**Activities:**
1. Repeat everything in the text on diabetes and eyesight from "What is diabetic" down to "to the brain.".
2. Translate this sentence from the text on diabetes and eyesight into Spanish: "The retina is a nerve layer at the back of the eye that senses light and helps send images to your brain."
3. Go on with the text on diabetes and eyesight, picking up right after its final sentence.

**Excerpt provided:**
Diabetes can affect sight
If you have Diabetes Mellitus, your body does not use and store sugar properly. Diabetes can cause high blood-sugar levels, excessive thirst and urination. Additionally, this condition can also cause changes in the body’s blood vessels, the veins and arteries that carry blood throughout your body. This can affect your vision in several ways.
Diabetes can be the root cause behind eye conditions, such as cataracts, glaucoma and, most importantly, damage to blood vessels inside the eye. If you’re diabetic or have experienced symptoms of diabetes, it’s important to have frequent eye examinations (recommended yearly) to determine if the disease is causing changes to your vision.
What is diabetic retinopathy?
Diabetic Retinopathy is a complication of diabetes that is caused by changes in the blood vessels of the eye. The retina is a nerve layer at the back of the eye that senses light and helps send images to your brain. When blood vessels in the retina are damaged, they may leak fluid or blood, and grow fragile, brush-like branches and scar tissue. This can blur or distort the images that the retina sends to the brain.

Collected data
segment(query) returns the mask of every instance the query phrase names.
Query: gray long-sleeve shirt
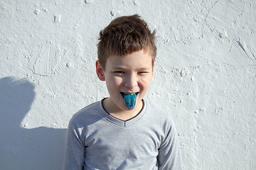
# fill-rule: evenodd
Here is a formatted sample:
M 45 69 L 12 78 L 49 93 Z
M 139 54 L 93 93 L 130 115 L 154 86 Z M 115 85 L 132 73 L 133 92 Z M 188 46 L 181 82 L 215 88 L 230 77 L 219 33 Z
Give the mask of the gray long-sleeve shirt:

**Exercise responses:**
1.
What is diabetic retinopathy?
Diabetic Retinopathy is a complication of diabetes that is caused by changes in the blood vessels of the eye. The retina is a nerve layer at the back of the eye that senses light and helps send images to your brain. When blood vessels in the retina are damaged, they may leak fluid or blood, and grow fragile, brush-like branches and scar tissue. This can blur or distort the images that the retina sends to the brain.

2. La retina es una capa nerviosa en la parte posterior del ojo que percibe la luz y ayuda a enviar imágenes a su cerebro.

3.
Diabetic Retinopathy is the leading cause of new blindness among adults in the United States. People with untreated diabetes are said to be 25 times more at risk for blindness than the general population.
The longer a person has diabetes, the more the risk of developing Diabetic Retinopathy increases. About 80% of the people who have had diabetes for at least 15 years have some blood vessel damage in their retina. People with Type 1, or juvenile, diabetes are more likely to develop Diabetic Retinopathy at a younger age.
If you have diabetes, it’s important to know that today, with improved methods of diagnosis and treatment, only a small percentage of people who develop retinopathy have serious vision problems. But you must carefully monitor your vision, along with an eye care professional, to avoid problems.